* INFORMATION SUPPLIED
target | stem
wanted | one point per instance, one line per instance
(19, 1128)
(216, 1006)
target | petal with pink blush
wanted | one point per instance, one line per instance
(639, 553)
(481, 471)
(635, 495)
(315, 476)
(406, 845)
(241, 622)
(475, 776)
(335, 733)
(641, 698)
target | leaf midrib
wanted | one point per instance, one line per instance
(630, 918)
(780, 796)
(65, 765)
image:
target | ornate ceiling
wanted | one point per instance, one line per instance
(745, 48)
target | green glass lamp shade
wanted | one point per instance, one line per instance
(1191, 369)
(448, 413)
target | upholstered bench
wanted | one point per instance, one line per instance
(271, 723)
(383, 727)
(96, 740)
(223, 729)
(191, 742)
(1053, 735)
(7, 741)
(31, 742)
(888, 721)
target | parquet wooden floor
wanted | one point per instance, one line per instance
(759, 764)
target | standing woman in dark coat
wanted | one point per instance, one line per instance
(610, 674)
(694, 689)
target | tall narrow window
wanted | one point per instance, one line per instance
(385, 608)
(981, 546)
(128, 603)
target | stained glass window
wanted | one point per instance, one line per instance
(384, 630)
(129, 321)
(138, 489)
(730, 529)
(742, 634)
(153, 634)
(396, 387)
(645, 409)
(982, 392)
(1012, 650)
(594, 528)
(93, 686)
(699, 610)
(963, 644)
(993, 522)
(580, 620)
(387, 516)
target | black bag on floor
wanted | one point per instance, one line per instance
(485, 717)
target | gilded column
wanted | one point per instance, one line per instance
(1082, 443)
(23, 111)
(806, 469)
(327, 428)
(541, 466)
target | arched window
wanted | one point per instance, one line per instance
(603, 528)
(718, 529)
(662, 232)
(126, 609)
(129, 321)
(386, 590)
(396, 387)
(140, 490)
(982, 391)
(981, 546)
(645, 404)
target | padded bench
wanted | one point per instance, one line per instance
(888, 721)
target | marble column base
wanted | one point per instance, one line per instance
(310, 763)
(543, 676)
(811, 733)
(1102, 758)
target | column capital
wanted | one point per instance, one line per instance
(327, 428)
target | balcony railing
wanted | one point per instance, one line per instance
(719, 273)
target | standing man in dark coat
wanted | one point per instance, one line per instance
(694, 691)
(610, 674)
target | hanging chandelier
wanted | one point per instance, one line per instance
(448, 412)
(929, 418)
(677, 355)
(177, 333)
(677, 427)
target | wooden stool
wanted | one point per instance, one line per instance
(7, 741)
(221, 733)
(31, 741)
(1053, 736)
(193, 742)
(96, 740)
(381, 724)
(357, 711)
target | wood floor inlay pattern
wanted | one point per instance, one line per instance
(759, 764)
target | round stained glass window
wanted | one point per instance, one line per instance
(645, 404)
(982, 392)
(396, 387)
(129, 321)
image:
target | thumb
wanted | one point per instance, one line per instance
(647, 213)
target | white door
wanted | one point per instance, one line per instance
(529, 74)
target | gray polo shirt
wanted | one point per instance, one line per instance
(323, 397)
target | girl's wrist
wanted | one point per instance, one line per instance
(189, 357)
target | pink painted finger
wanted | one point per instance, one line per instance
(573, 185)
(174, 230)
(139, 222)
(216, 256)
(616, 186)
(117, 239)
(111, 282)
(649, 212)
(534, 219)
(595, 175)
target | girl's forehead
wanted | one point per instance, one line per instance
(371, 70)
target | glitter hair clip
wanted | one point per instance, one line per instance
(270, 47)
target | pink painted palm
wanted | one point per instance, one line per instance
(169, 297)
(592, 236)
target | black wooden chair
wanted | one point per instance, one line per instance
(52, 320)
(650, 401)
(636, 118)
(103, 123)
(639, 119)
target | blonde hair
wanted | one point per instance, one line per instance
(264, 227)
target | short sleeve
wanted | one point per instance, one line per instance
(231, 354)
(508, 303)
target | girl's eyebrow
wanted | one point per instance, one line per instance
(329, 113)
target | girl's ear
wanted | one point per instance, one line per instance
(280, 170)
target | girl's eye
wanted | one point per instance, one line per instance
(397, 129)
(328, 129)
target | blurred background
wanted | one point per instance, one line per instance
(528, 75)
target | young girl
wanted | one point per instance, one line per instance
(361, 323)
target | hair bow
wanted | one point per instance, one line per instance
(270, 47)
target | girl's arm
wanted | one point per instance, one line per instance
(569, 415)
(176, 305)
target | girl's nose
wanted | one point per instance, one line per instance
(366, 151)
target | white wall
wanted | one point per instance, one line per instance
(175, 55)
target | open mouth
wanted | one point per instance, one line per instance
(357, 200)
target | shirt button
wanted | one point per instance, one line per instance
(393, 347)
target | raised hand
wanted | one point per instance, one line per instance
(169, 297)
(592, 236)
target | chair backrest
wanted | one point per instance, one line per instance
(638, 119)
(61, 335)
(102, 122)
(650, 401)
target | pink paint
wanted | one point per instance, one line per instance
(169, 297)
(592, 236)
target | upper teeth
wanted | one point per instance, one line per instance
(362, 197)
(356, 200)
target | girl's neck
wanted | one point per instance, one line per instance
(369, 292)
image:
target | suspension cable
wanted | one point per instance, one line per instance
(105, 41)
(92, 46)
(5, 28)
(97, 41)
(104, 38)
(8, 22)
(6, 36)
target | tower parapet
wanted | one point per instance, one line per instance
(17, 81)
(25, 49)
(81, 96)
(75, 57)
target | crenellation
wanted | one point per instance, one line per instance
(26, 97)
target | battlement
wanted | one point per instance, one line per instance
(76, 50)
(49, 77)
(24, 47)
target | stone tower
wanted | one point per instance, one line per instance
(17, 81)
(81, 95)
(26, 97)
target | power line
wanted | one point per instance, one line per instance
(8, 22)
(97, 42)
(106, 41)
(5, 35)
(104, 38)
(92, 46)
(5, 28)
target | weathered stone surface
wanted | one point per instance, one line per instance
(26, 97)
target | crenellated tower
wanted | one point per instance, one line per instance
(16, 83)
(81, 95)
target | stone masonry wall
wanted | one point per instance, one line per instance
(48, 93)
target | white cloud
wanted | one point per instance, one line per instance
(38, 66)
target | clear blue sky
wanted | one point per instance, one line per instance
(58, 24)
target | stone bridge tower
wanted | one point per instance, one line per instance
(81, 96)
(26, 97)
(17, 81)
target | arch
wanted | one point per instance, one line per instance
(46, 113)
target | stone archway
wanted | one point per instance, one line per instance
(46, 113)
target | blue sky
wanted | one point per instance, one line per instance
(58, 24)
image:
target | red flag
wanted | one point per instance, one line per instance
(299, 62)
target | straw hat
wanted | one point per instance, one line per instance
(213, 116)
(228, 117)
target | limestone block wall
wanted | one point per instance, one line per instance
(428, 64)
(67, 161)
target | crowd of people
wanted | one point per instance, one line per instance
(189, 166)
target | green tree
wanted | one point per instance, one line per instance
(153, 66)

* WHAT YOU ARE ASKED TO DO
For every line above with the word "coat" in it, make a copy.

* ANSWER SPACE
target | standing woman in dark coat
target | standing man in dark coat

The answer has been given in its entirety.